***** Excerpted records
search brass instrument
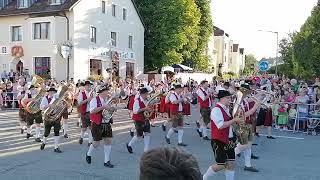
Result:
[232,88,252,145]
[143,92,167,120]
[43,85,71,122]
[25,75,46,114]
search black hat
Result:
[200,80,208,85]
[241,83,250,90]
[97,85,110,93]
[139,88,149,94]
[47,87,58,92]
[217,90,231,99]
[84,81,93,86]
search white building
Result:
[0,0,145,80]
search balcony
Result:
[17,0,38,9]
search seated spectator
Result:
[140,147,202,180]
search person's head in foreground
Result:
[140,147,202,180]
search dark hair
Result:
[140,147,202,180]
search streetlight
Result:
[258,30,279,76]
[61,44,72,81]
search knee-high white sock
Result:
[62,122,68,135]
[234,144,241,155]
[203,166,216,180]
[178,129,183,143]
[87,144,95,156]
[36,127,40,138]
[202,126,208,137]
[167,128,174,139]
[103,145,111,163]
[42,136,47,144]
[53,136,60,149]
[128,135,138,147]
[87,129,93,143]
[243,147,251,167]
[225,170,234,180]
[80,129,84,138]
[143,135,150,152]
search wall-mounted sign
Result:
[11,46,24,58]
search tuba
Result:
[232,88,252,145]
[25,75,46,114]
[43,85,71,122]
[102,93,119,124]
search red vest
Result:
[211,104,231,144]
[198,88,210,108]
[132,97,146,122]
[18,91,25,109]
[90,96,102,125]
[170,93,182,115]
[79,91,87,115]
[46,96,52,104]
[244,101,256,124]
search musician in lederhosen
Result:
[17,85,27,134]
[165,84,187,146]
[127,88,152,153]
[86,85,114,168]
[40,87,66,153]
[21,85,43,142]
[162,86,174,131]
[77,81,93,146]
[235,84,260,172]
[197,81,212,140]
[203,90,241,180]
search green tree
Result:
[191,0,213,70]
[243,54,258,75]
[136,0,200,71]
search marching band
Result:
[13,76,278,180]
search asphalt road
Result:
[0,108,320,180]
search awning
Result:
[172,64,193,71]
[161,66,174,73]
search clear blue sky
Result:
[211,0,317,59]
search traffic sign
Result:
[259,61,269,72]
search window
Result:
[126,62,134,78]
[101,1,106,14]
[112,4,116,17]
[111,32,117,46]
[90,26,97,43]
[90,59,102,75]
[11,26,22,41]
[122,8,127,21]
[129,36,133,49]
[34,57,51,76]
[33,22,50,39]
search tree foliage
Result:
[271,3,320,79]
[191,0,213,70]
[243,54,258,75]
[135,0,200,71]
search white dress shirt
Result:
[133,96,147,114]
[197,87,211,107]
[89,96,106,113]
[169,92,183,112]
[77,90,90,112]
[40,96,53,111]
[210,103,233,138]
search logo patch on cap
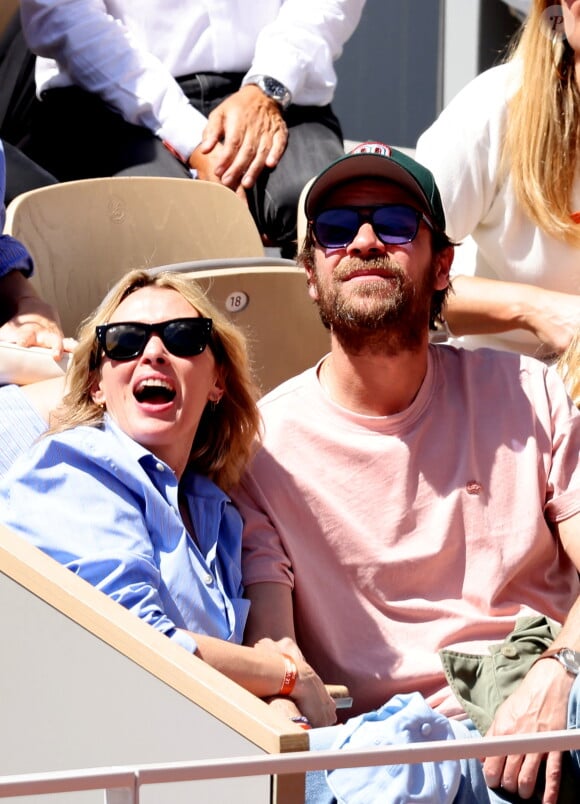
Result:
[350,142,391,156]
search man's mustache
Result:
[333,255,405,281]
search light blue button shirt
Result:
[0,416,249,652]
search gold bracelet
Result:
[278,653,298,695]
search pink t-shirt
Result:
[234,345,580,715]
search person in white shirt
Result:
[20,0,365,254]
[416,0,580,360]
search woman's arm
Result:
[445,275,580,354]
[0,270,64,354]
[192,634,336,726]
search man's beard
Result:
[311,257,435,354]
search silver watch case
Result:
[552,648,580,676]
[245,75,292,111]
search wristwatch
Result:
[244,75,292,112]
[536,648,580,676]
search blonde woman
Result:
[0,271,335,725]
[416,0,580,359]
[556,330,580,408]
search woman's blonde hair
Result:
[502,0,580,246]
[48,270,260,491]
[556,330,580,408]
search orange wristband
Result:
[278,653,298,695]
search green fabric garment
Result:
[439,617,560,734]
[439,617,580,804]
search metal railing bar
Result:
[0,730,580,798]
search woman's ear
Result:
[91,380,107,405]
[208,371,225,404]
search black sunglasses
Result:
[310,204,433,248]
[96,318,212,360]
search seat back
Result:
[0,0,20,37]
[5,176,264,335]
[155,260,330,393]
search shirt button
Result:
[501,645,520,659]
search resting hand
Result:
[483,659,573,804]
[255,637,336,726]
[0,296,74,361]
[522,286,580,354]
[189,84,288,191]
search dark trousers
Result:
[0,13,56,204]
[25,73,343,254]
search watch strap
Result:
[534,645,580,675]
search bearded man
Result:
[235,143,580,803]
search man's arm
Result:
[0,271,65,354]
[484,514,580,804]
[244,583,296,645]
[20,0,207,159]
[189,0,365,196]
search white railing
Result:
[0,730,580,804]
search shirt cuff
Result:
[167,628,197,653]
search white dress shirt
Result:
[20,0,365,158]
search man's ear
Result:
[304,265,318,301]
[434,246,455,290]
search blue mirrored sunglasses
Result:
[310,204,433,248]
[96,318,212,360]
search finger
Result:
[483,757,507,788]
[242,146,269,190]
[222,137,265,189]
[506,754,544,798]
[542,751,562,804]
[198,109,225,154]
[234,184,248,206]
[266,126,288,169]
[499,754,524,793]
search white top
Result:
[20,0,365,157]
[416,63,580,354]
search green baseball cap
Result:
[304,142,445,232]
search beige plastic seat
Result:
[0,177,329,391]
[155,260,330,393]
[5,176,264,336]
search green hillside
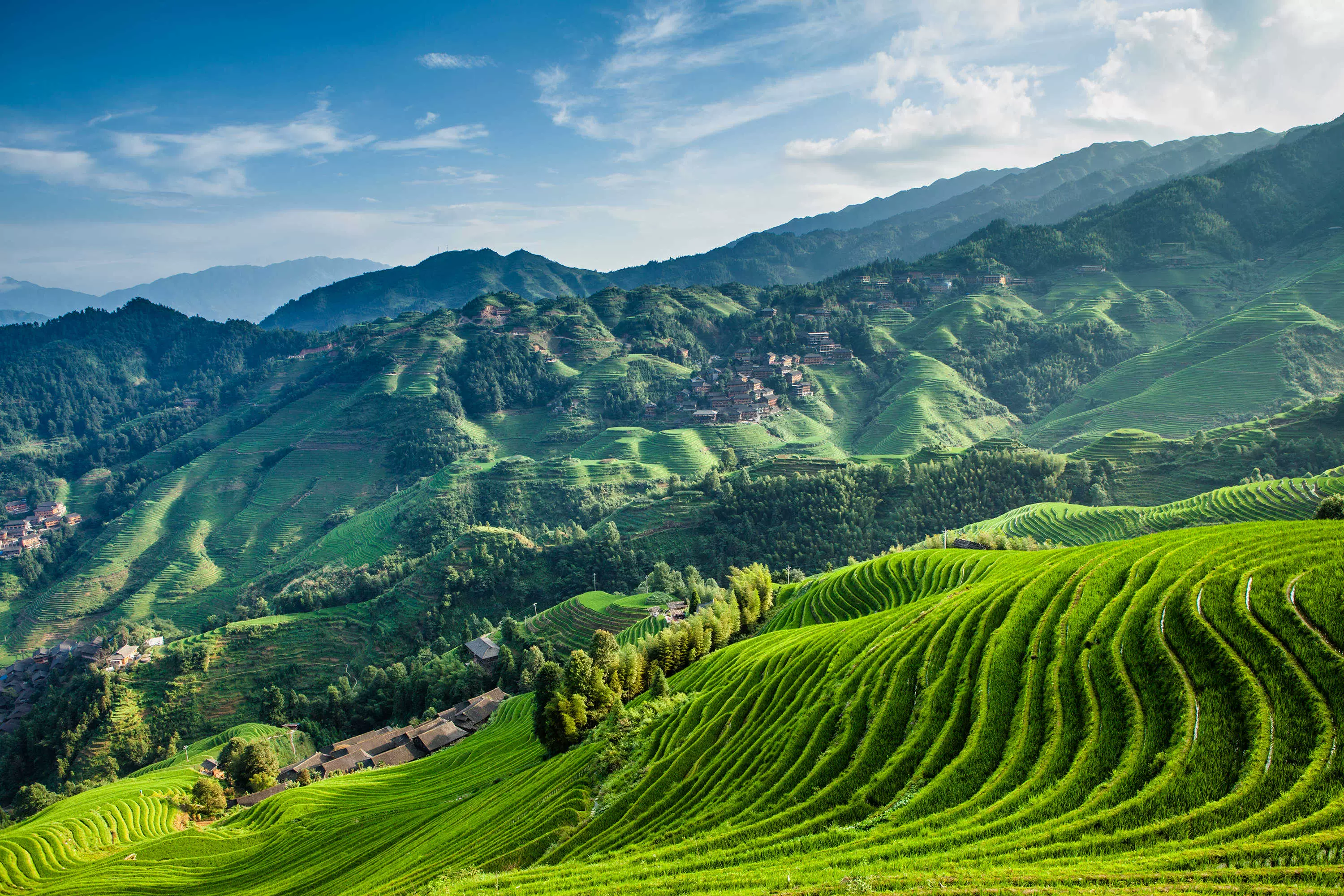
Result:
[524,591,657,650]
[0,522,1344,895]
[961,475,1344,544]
**********
◆ **Your instructions**
Can you reproduce, word for word, the data above between the line holding "search woman's arm" and the line holding "[167,628,197,653]", with both of those lines included?

◆ **Completed exercise**
search woman's arm
Result:
[445,275,580,354]
[0,270,64,354]
[192,634,336,726]
search man's beard
Result:
[311,257,435,354]
search silver watch case
Result:
[552,648,580,676]
[245,75,292,111]
search wristwatch
Result:
[244,75,292,112]
[536,648,580,676]
search blonde woman
Result:
[0,271,335,725]
[416,0,580,359]
[556,330,580,408]
search woman's blonde hair
Result:
[502,0,580,246]
[48,270,260,491]
[556,330,580,408]
search orange wristband
Result:
[278,653,298,695]
search green fabric garment
Result:
[439,617,560,734]
[439,617,580,804]
search metal railing bar
Result:
[0,730,580,798]
search woman's ear
Result:
[91,380,107,405]
[208,371,225,404]
search black sunglasses
Result:
[310,204,433,248]
[96,318,212,360]
search seat back
Result:
[0,0,20,37]
[5,176,264,335]
[155,260,330,393]
search shirt button
Result:
[501,645,520,659]
search resting hand
Result:
[483,659,573,804]
[255,637,336,726]
[0,296,74,361]
[522,286,580,354]
[189,84,288,191]
search dark trousers
Result:
[0,13,56,204]
[25,73,343,254]
search watch strap
Result:
[534,645,580,675]
search bearded man
Result:
[235,143,580,803]
search man's arm
Result:
[0,271,65,354]
[484,514,580,804]
[244,583,296,645]
[20,0,207,159]
[189,0,365,196]
search white railing
Result:
[0,730,580,804]
search shirt cuff
Result:
[167,628,197,653]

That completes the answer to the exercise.